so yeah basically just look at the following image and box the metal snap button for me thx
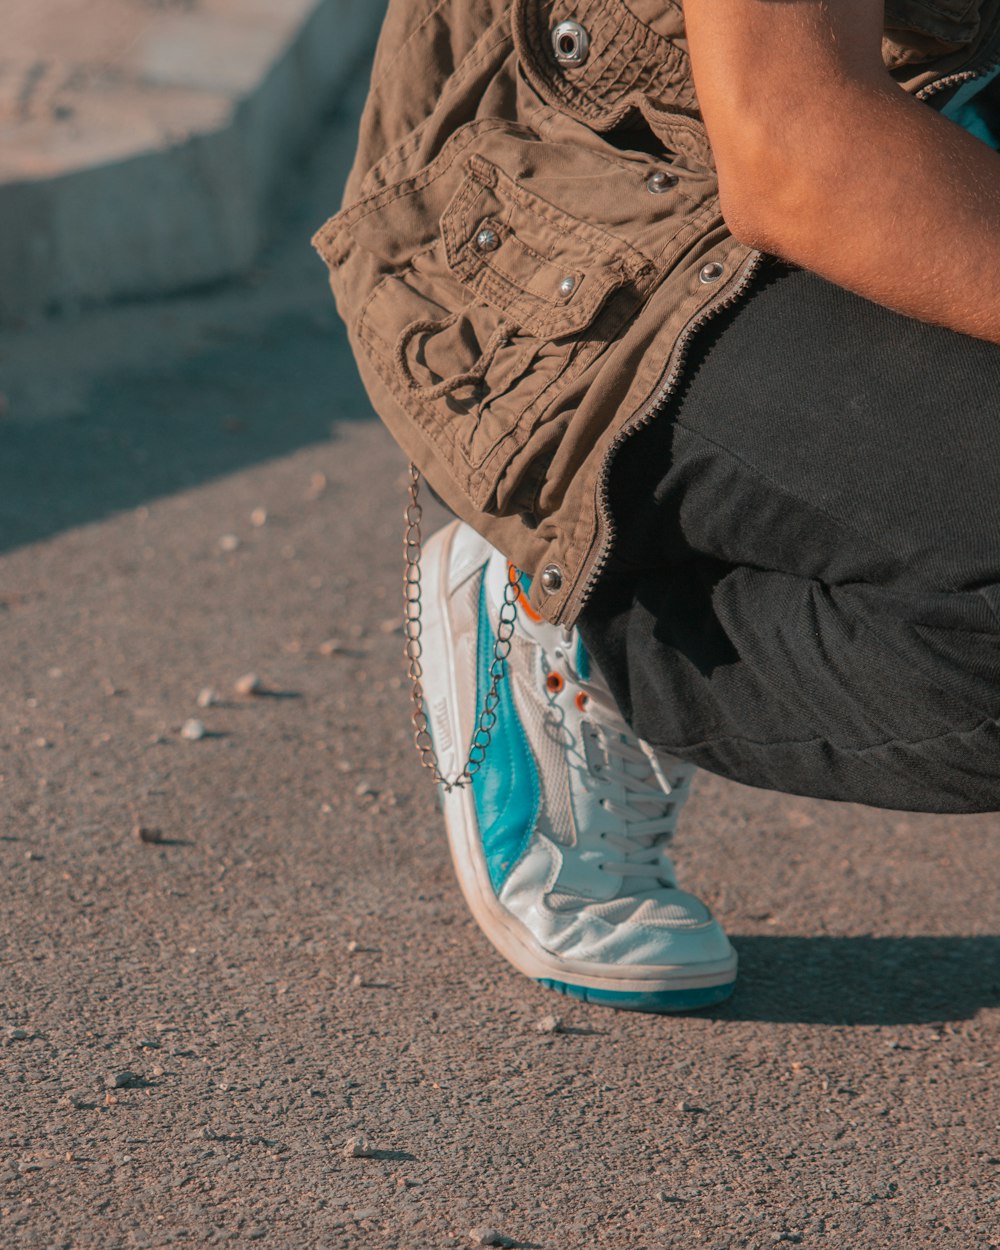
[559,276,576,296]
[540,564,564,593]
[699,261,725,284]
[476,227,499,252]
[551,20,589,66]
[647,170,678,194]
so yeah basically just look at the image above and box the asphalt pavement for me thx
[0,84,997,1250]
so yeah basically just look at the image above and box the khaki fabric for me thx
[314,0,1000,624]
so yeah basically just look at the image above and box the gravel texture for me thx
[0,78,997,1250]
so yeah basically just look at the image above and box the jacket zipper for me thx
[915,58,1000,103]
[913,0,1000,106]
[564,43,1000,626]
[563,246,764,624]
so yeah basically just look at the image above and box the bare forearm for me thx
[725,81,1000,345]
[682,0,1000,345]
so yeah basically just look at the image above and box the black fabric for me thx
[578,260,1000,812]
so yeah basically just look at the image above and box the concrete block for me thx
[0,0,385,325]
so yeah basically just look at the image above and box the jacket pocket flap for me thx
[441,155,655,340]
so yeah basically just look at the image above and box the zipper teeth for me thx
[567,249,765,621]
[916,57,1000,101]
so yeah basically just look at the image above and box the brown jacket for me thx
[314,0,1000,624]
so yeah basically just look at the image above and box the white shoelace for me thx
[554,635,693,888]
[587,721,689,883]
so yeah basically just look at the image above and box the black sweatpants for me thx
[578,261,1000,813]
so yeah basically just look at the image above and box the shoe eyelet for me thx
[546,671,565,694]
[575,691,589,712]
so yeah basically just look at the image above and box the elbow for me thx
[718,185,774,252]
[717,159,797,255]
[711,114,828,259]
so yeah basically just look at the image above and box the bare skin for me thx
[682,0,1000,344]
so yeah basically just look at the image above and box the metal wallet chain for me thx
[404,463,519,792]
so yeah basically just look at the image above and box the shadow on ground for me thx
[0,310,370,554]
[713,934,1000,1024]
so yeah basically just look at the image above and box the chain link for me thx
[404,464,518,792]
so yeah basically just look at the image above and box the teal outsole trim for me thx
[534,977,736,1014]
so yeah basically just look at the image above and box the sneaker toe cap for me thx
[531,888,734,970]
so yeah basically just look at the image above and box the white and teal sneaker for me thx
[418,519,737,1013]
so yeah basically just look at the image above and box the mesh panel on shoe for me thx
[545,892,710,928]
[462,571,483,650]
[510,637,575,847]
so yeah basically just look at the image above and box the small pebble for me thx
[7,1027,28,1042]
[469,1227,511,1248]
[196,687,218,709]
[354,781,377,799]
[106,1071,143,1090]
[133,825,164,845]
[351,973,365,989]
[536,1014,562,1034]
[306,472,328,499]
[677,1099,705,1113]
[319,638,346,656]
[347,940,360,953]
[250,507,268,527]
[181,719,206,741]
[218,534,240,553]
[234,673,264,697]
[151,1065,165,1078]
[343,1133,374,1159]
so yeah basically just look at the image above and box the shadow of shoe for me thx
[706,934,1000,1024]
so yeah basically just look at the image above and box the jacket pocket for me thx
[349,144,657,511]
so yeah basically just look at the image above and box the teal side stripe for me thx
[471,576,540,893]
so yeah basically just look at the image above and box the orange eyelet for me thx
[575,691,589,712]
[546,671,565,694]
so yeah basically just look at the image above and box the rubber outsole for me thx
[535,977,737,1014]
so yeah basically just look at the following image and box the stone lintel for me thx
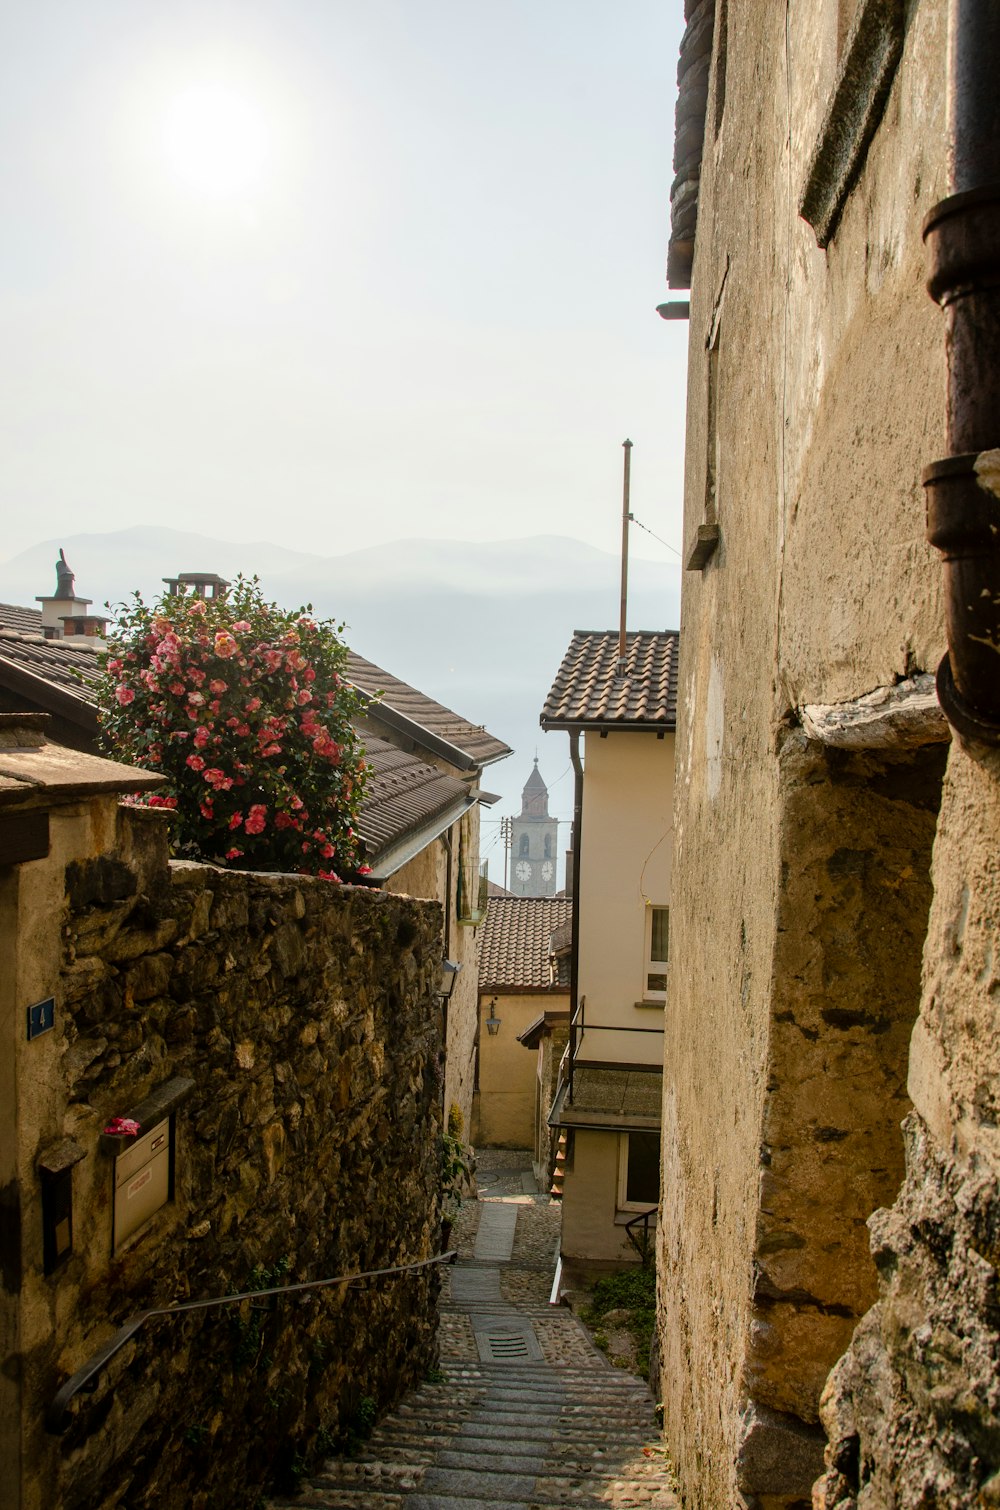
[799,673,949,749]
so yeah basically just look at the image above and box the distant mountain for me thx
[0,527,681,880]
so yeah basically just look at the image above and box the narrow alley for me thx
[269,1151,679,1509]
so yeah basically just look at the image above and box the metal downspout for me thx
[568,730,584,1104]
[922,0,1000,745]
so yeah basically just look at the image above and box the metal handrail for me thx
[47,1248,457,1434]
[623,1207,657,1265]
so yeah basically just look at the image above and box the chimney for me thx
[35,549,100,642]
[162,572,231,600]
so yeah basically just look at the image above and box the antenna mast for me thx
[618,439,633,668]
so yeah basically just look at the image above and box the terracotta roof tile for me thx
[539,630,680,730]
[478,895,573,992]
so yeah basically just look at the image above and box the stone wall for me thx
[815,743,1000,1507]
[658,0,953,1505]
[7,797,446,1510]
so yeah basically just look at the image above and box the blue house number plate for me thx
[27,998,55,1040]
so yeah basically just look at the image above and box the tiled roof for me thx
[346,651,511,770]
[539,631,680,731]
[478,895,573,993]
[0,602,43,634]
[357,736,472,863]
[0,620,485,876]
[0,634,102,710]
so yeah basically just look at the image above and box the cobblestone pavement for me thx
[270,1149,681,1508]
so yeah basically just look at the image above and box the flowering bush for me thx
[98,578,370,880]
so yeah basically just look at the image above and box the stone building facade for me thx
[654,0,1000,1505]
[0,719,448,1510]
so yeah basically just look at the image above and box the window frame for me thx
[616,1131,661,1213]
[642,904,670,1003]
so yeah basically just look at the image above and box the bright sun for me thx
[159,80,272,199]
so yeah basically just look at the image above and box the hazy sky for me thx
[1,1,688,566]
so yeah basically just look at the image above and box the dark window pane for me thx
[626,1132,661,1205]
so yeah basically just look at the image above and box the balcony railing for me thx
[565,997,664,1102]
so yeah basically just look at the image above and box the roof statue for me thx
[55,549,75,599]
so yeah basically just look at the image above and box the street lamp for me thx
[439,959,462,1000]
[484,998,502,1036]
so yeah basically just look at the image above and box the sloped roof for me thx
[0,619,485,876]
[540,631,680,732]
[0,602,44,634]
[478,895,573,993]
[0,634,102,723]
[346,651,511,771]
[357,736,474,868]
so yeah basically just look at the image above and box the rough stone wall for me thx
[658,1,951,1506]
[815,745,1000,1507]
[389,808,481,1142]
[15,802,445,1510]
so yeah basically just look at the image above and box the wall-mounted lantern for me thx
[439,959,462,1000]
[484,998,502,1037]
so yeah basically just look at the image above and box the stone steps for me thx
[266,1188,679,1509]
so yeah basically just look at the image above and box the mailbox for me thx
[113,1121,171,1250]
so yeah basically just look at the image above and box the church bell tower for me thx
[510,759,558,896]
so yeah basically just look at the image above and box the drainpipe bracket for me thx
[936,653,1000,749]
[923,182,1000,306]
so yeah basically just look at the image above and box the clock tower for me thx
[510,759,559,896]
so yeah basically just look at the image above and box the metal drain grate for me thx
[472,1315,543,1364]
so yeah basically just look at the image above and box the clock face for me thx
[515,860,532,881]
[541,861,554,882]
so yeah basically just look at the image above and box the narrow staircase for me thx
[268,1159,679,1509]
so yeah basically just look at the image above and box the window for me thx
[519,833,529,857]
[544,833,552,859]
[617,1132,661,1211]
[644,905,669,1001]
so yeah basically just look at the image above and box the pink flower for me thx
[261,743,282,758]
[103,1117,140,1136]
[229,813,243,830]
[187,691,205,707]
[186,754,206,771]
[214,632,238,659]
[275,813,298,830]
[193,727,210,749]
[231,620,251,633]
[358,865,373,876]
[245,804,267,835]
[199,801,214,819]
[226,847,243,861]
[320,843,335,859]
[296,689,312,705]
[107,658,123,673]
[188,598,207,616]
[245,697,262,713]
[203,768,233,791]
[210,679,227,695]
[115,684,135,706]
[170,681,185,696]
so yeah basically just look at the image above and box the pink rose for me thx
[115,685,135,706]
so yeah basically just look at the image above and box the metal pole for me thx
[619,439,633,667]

* Work to complete:
Through the final line of the listing, beginning at the line that contains "pole for me thx", every line is to be set down exactly, with no others.

* Solution to the exercise:
so yeah basically just look at the image above and box the metal pole for me thx
[619,439,633,667]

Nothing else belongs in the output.